WHAT THE TASK REQUIRES – There is material below. Print exactly the lines starting at the line with "Could you please point out the green leaf" and ending at the line with "Could you please point out the leaf", ends included, and no others.

RECORDS FOR PROCESSING section start

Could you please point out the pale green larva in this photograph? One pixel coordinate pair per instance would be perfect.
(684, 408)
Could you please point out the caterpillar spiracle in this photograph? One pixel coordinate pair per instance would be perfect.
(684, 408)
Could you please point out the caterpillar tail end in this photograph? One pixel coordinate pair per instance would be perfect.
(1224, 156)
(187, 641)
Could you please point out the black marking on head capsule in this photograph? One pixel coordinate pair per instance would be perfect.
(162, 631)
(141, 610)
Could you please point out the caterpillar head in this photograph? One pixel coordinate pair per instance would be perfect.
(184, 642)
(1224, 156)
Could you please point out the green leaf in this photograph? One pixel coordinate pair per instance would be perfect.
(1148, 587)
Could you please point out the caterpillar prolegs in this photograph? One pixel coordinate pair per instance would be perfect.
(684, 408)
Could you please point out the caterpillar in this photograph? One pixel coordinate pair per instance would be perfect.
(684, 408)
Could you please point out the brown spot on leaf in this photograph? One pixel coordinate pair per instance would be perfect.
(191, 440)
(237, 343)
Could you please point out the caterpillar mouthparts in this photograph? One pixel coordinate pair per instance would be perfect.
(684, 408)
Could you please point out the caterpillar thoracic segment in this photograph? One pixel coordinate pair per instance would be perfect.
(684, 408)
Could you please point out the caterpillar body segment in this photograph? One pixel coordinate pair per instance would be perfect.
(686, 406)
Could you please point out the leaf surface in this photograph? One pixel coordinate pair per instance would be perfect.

RECORDS FOR PROCESSING section end
RECORDS FOR PROCESSING section start

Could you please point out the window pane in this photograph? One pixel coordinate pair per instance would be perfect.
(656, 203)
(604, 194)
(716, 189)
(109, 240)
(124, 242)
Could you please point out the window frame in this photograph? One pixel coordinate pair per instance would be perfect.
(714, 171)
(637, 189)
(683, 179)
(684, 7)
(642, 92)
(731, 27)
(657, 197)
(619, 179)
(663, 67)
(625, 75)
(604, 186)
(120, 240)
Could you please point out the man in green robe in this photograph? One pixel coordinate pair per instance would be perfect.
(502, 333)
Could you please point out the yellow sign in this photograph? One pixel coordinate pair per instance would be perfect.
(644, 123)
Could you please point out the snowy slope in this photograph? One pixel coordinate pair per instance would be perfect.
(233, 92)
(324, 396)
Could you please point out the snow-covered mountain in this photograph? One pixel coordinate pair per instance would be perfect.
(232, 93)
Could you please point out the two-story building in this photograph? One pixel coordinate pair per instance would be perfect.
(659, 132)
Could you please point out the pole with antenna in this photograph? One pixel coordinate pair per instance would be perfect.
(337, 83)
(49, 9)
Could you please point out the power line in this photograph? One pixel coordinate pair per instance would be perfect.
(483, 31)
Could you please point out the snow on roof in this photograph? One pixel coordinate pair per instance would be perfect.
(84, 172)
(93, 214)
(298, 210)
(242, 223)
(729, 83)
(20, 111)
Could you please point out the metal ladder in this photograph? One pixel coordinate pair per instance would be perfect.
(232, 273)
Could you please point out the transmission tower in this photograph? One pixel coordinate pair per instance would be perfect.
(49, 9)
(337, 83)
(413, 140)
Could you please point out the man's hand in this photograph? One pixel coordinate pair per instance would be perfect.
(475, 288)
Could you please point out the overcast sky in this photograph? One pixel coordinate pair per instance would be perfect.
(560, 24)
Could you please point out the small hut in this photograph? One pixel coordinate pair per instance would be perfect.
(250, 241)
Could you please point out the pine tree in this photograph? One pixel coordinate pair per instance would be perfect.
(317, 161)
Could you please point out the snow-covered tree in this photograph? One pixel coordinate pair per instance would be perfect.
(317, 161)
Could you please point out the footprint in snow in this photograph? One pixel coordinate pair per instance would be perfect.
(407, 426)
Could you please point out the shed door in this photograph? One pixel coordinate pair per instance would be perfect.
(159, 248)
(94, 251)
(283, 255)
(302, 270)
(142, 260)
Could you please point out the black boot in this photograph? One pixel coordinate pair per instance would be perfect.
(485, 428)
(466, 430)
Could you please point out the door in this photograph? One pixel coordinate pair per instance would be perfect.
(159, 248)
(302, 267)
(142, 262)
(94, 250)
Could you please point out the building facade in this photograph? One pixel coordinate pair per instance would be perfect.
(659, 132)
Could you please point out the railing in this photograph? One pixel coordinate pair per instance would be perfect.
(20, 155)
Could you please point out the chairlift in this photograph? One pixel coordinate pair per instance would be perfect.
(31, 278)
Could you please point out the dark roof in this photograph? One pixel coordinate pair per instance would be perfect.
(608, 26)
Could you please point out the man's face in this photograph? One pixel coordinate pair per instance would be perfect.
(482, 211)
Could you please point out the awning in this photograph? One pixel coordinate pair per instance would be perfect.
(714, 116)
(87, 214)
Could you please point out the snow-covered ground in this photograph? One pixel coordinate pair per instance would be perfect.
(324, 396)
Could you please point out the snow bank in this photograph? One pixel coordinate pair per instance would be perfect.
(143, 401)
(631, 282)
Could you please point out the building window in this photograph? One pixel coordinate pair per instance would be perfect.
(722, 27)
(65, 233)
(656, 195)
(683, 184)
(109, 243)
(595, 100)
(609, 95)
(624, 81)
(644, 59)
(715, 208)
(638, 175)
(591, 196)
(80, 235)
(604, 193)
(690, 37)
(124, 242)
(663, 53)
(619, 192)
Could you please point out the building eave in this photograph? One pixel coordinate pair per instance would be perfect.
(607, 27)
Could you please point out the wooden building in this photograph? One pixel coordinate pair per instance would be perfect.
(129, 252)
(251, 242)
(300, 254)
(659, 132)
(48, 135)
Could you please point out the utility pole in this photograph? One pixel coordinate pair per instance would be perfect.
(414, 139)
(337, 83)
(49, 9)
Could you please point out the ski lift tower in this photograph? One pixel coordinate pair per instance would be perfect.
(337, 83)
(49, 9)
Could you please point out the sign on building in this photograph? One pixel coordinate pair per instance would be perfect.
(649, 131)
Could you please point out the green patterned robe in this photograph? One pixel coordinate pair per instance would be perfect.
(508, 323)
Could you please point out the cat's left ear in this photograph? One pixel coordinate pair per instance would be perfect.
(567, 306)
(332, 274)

RECORDS FOR PROCESSING section end

WRITTEN SOLUTION –
Could you please point out the green leaf in this photograph? One pixel coordinate pair per instance would be perfect.
(1148, 587)
Could you please point out the caterpillar prolegs in this photograph? One pixel coordinate pair per instance would be perfect.
(684, 408)
Could you please point out the caterpillar in this photograph? One pixel coordinate pair per instance would be perfect.
(684, 408)
Could you please point out the brown spot on leaf in this photograph? One pixel coordinate pair per instance would be perfect.
(191, 440)
(237, 343)
Could you please point out the caterpillar mouthparts in this photograph? One pixel coordinate pair per instance would be perfect.
(684, 408)
Could you please point out the caterpillar thoracic segment in this photograph? One pixel coordinate pair per instance would be perfect.
(684, 408)
Could you please point out the caterpillar body segment in this photograph? One pixel coordinate pair per instance would be perfect.
(686, 406)
Could you please point out the leaf surface in this photograph? One pixel coordinate pair per instance would be perfect.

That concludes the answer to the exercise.